What to produce.
Locate "Set-play tagging: locate each instance of the shell" in the listing. Transcribe the line that contains it and every line that follows, through the last, omitting all pictures.

====== Records provided

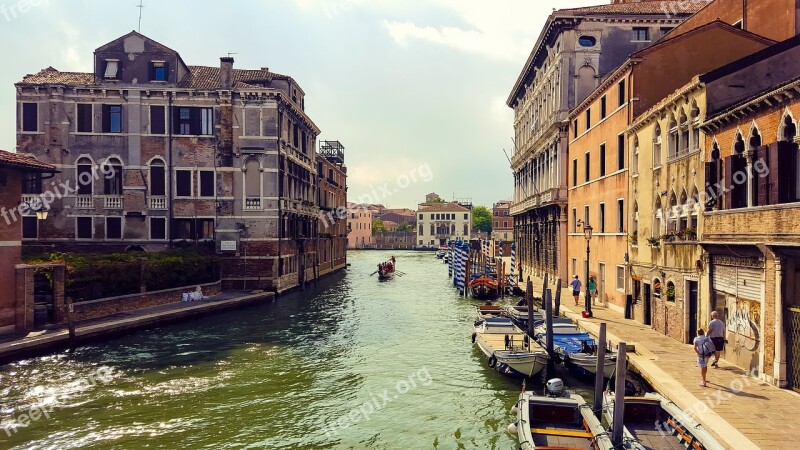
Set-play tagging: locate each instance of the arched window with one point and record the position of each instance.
(158, 185)
(673, 138)
(112, 176)
(85, 175)
(252, 184)
(657, 146)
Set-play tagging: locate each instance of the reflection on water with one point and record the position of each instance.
(351, 363)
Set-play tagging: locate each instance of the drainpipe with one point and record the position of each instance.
(168, 227)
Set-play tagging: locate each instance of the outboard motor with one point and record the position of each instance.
(554, 388)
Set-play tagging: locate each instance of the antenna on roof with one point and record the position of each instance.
(140, 6)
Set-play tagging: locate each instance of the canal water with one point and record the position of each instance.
(352, 363)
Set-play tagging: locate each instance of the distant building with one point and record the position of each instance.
(502, 222)
(332, 201)
(359, 223)
(439, 222)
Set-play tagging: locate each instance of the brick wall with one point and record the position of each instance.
(113, 305)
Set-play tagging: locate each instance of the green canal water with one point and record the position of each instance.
(352, 363)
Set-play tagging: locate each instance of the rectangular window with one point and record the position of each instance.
(207, 187)
(158, 71)
(158, 228)
(602, 219)
(183, 183)
(587, 161)
(112, 67)
(31, 183)
(603, 107)
(112, 119)
(574, 220)
(641, 34)
(602, 160)
(157, 121)
(30, 228)
(574, 172)
(30, 117)
(84, 118)
(113, 227)
(83, 227)
(193, 121)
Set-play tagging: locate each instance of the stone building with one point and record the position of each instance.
(751, 235)
(437, 223)
(332, 202)
(502, 222)
(20, 179)
(160, 152)
(576, 49)
(600, 193)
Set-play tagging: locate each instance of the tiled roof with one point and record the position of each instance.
(15, 160)
(200, 78)
(54, 76)
(651, 7)
(446, 206)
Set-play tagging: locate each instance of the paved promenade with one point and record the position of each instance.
(55, 338)
(744, 412)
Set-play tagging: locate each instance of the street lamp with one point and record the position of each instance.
(587, 232)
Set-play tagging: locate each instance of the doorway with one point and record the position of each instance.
(691, 290)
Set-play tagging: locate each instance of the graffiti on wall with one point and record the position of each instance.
(743, 319)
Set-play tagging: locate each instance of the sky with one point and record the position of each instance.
(414, 89)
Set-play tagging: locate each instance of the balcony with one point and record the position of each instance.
(158, 202)
(252, 203)
(84, 202)
(113, 202)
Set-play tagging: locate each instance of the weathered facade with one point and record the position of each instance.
(158, 152)
(438, 223)
(751, 234)
(20, 178)
(332, 201)
(576, 49)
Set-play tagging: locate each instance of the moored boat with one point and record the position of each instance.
(557, 420)
(653, 422)
(507, 348)
(483, 288)
(387, 269)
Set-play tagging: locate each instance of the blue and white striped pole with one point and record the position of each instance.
(513, 267)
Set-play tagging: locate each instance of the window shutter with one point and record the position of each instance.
(762, 182)
(726, 182)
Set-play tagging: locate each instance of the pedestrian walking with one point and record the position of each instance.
(704, 349)
(576, 288)
(716, 331)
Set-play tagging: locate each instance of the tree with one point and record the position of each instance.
(482, 219)
(405, 228)
(377, 226)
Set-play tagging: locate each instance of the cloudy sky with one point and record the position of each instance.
(414, 89)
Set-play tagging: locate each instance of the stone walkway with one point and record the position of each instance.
(742, 411)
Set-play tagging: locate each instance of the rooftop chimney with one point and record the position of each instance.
(226, 72)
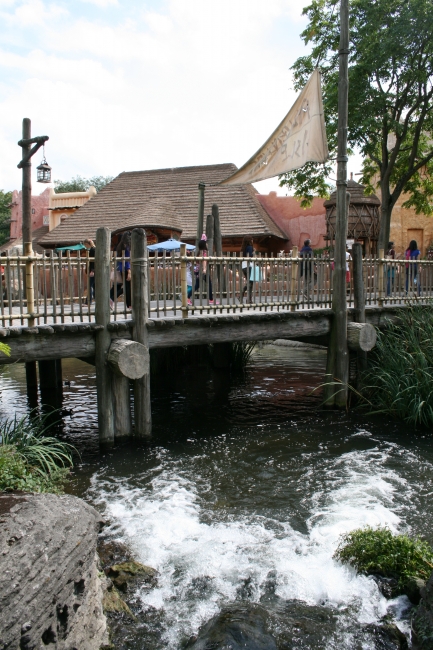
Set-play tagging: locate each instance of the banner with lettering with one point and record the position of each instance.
(300, 138)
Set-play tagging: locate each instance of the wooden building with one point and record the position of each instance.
(363, 218)
(165, 203)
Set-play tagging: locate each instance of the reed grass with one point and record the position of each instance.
(31, 459)
(380, 552)
(399, 380)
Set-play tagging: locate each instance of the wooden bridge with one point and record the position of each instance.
(47, 312)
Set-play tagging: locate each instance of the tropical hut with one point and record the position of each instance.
(363, 218)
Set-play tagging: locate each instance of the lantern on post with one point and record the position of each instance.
(43, 171)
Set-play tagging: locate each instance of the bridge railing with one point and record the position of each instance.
(64, 285)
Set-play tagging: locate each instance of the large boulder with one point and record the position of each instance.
(236, 627)
(422, 623)
(50, 588)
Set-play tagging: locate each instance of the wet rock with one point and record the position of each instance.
(387, 586)
(111, 552)
(50, 587)
(237, 627)
(422, 623)
(414, 590)
(305, 626)
(125, 573)
(386, 637)
(112, 602)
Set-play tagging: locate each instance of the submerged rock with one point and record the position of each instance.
(387, 637)
(237, 627)
(122, 574)
(50, 587)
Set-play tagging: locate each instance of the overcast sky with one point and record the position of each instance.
(122, 85)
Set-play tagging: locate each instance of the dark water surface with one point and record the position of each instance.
(243, 492)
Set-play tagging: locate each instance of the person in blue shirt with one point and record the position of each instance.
(247, 250)
(412, 280)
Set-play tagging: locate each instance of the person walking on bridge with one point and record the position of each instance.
(247, 250)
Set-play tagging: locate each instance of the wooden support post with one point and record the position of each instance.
(183, 281)
(221, 355)
(294, 279)
(140, 315)
(381, 278)
(218, 242)
(359, 300)
(210, 233)
(361, 336)
(103, 337)
(27, 219)
(218, 245)
(200, 218)
(121, 406)
(337, 372)
(32, 384)
(358, 284)
(49, 385)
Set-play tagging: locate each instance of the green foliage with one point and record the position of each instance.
(43, 453)
(379, 552)
(399, 380)
(5, 216)
(390, 95)
(5, 349)
(17, 474)
(80, 184)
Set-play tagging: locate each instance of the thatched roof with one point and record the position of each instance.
(143, 199)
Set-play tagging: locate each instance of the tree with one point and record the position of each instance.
(390, 99)
(80, 184)
(5, 215)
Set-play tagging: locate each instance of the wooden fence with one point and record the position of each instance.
(182, 285)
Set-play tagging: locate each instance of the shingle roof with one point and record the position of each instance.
(356, 195)
(37, 234)
(124, 200)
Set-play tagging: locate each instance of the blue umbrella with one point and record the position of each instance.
(169, 245)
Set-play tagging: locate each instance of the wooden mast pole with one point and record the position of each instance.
(200, 217)
(338, 355)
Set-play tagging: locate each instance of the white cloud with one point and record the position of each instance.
(102, 3)
(188, 82)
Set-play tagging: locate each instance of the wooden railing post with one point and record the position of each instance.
(103, 337)
(381, 279)
(294, 278)
(359, 301)
(140, 315)
(183, 281)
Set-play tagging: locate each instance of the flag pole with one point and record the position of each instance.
(338, 355)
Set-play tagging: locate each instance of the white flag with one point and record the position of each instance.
(300, 138)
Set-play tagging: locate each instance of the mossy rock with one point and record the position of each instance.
(122, 574)
(112, 602)
(112, 552)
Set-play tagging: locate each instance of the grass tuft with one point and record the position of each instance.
(31, 460)
(380, 552)
(399, 381)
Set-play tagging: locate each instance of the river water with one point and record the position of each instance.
(242, 494)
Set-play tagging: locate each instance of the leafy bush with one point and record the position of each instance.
(17, 474)
(30, 460)
(400, 376)
(378, 551)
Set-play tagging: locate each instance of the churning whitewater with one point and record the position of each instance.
(214, 541)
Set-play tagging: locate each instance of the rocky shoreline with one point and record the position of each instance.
(62, 586)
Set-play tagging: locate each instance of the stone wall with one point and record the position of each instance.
(50, 588)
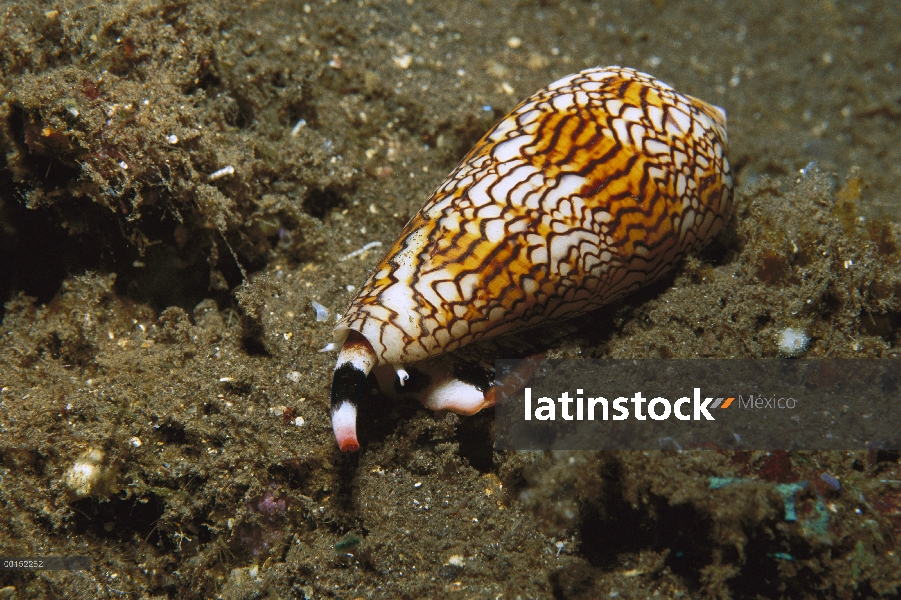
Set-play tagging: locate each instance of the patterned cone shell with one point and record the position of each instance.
(592, 187)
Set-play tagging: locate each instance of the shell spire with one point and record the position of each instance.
(592, 187)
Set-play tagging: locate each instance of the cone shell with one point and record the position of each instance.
(592, 187)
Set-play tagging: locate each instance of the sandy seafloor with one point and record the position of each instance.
(132, 343)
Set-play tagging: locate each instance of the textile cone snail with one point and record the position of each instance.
(592, 187)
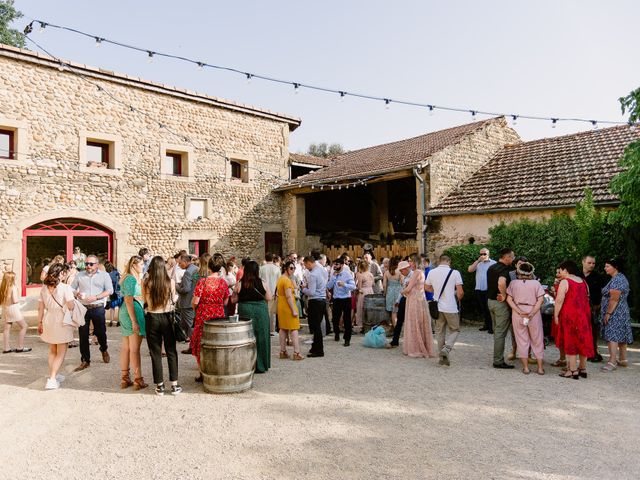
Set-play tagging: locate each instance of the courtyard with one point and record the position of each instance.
(357, 413)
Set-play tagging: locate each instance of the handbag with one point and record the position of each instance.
(433, 304)
(178, 332)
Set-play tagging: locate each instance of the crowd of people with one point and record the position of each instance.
(153, 294)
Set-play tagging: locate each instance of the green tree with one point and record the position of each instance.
(627, 183)
(8, 14)
(324, 150)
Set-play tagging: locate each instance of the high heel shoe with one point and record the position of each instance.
(138, 384)
(126, 380)
(575, 374)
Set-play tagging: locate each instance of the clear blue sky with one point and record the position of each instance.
(544, 57)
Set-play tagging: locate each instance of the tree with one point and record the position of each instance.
(325, 151)
(8, 14)
(627, 183)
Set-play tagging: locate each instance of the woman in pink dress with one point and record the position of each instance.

============

Output of the exercise.
Set-play tagging: locate each instance of the shell spire with one point and record the position of each instance.
(592, 187)
Set-play tagging: locate each instance of the cone shell with one point and record the position of each instance.
(592, 187)
Set-play tagging: locate each instance of the sandy seafloor with one point and record the position of each instance.
(132, 343)
Set-play tagging: locate each instance of the textile cone snail with one point and record the position of each instance.
(592, 187)
Set-play tagging: locate each instance of the courtyard with one point and record the position of each instance.
(357, 413)
Set-play tagging: locate each instance of the handbag with one point and record the position of each instance.
(433, 304)
(178, 332)
Set-play tagging: locate each instance of the crowd of people with one point and record the position of each instance.
(153, 294)
Set-play tagging: locate each instance of the green tree with one point and record the position of each instance.
(627, 183)
(8, 14)
(324, 150)
Set-play tagging: locate each instance of the high heel shoe with one point and record the position of each instance.
(138, 384)
(126, 380)
(575, 374)
Set-play tagging: locate each instance of the clear blue sky with one point and record the position of each instance.
(544, 57)
Set-play tagging: locate each instance of the tree with one point and record the position of each instance.
(325, 151)
(8, 14)
(627, 183)
Set-play tagging: locate each instance of the woman in pink dress with one point and record the position of each instance.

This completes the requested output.